Repeat only the lines below from the one containing "the chrome headlight" through the one containing "out the license", inclusive, exactly as written.

_ _ _ _ _ _ _

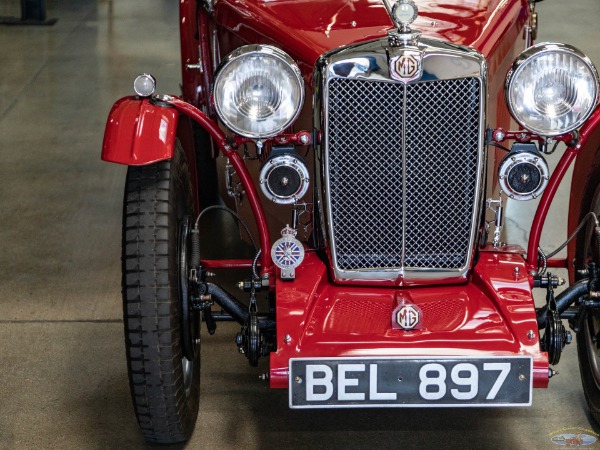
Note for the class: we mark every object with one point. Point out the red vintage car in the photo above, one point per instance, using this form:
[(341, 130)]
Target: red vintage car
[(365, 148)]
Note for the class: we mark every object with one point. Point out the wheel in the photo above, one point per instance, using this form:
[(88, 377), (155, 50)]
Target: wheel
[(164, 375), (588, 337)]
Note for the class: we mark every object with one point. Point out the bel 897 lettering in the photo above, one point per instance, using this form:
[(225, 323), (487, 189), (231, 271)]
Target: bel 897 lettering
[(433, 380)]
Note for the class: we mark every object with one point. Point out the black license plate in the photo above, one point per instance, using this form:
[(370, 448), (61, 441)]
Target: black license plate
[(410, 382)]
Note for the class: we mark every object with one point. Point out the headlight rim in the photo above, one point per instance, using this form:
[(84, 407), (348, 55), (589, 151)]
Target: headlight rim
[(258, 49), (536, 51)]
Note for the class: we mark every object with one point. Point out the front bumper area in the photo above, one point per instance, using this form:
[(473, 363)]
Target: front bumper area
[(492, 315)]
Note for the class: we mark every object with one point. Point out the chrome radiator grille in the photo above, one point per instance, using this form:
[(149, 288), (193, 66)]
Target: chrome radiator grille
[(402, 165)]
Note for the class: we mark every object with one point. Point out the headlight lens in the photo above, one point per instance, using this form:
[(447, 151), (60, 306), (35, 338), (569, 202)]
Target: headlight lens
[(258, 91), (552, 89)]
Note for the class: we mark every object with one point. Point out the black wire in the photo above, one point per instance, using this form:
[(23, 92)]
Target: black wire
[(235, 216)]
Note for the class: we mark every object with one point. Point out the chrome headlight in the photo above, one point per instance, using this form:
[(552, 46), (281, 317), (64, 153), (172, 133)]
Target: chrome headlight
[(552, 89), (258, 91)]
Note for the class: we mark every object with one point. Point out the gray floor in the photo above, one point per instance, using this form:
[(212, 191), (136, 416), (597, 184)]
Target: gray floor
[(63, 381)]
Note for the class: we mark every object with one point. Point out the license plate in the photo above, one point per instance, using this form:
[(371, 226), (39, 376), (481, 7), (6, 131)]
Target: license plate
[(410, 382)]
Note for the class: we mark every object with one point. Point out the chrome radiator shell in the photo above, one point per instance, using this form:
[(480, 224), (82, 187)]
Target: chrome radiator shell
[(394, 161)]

_ _ _ _ _ _ _

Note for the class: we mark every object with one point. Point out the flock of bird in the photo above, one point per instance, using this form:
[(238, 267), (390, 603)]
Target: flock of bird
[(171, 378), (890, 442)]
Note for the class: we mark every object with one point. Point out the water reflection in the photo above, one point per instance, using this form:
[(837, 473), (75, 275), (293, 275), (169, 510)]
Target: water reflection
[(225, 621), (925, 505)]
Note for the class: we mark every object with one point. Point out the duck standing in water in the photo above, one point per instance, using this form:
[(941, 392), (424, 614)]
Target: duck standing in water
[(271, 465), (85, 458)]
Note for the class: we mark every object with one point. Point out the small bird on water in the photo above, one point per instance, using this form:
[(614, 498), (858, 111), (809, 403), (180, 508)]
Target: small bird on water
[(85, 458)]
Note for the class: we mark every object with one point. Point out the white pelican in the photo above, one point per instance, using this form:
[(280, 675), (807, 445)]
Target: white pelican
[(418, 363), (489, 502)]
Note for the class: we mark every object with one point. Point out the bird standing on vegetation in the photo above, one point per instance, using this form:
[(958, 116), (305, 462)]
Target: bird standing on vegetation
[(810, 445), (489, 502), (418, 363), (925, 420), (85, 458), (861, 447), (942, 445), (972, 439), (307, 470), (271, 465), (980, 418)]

_ _ _ _ _ _ _

» Solution below
Note for the class: we mark every object with one point. Point out the chrome headlight in the photo above, one point per instance, using this form:
[(552, 46), (281, 317), (64, 153), (172, 133)]
Target: chrome headlight
[(552, 89), (258, 91)]
Note for the class: we mark every object with one point. Point out the gray floor in the photo above, one point per instance, using this form:
[(212, 191), (136, 416), (597, 184)]
Target: gray floor
[(63, 381)]
Note for the class: we mark every object with one point. Point out the license plate in the photo above, one point per instance, using this form:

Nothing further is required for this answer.